Data supplied:
╭──

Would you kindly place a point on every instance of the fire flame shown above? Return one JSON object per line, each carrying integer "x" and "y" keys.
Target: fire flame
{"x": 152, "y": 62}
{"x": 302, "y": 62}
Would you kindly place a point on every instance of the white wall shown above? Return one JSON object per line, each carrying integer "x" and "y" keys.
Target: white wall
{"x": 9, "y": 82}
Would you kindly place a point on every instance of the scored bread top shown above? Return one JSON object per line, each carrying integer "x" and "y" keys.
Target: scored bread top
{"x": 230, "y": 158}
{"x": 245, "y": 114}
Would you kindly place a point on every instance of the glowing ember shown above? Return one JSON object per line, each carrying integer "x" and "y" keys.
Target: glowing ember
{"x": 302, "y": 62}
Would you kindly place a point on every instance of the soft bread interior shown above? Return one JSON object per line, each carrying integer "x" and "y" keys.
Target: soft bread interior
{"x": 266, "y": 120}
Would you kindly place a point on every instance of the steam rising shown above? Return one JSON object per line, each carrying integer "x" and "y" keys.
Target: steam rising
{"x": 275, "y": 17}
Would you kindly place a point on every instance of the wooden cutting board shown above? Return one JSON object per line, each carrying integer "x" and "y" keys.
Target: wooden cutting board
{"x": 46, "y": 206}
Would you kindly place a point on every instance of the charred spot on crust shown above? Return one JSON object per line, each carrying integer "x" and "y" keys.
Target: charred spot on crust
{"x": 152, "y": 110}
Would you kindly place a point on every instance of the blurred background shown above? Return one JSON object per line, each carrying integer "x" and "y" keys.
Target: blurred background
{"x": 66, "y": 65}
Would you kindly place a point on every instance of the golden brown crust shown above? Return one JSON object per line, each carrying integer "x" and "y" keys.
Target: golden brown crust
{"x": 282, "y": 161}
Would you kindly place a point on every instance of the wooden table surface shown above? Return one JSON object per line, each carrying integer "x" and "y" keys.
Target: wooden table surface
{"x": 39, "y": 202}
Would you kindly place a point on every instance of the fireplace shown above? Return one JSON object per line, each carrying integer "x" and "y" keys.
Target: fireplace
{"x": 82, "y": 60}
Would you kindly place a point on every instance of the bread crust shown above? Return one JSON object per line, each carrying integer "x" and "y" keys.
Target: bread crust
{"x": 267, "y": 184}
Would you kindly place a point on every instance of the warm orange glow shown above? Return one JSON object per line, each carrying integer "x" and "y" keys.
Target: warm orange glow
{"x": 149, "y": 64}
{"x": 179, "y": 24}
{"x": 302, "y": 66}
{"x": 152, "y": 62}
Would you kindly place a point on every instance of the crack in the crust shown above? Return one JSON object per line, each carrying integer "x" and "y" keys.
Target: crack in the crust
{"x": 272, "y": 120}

╰──

What is required: The reply is to be an exact copy of the listing.

Response to this task:
Would you kindly place a point on every instance of the fire flame shown above? Return one JSON object per line, each carrying integer "x" and "y" keys.
Target: fire flame
{"x": 152, "y": 62}
{"x": 302, "y": 62}
Would you kindly place a point on every instance of the white wall shown above? Return one JSON object per line, each carrying integer "x" and "y" keys.
Target: white wall
{"x": 9, "y": 82}
Would you kindly place a point on every instance of the scored bread top shown above? Return one JSON object per line, each carrying integer "x" and "y" keys.
Target: scored bread top
{"x": 230, "y": 158}
{"x": 245, "y": 114}
Would you kindly place a point on every instance of the glowing ember shown above? Return one JSON object per line, each carrying integer "x" and "y" keys.
Target: glowing ember
{"x": 302, "y": 62}
Would you kindly place a point on every instance of the soft bread interior shown above? Return one JSON object per line, each carrying integer "x" and "y" keys.
Target: soft bread interior
{"x": 266, "y": 120}
Would you kindly place a point on every instance of the steam rising shown above? Return one JSON object per line, each carrying integer "x" and "y" keys.
Target: steam rising
{"x": 275, "y": 17}
Would you kindly place a point on every instance of the wooden cutting board shown above? Return one JSON object per line, each carrying integer "x" and "y" keys.
Target: wooden cutting board
{"x": 46, "y": 206}
Would you kindly place a point on every instance of the charred spot on crust shown above? Return one JSON object per line, each carrying integer "x" and "y" keys.
Target: charred spot on crust
{"x": 152, "y": 110}
Would you kindly place a point on every instance of the blurred background shown above? Return one JSON object per line, each carrying integer "x" and "y" keys.
Target: blurred background
{"x": 66, "y": 65}
Would you kindly place a point on every instance of the golden brown crust shown above? Return one JSON object per line, each carrying integer "x" and "y" keys.
Target: golden brown crust
{"x": 282, "y": 161}
Would you kindly place a point on every instance of the wooden table surface shown above? Return one JSON object per line, each carrying integer "x" and "y" keys.
Target: wooden table surface
{"x": 39, "y": 202}
Would you kindly place a point on every instance of the fireplace shown above? Return one JSON object per line, each carrying integer "x" and "y" keys.
Target: fireplace
{"x": 82, "y": 60}
Would you kindly place a point on every instance of the bread crust shown above? Return one JSON object per line, each carrying integer "x" and "y" keys.
Target: bread crust
{"x": 267, "y": 184}
Would you kindly place a point on every instance of the warm orange glow shown above? Return one JSON object per line, each carrying integer "x" and "y" keys.
Target: warm orange glow
{"x": 149, "y": 64}
{"x": 179, "y": 24}
{"x": 302, "y": 66}
{"x": 152, "y": 62}
Would you kindly place a point on every instance of the crack in the crust shown above? Return one JSON object per line, each carrying integer "x" and "y" keys.
Target: crack in the crust
{"x": 272, "y": 120}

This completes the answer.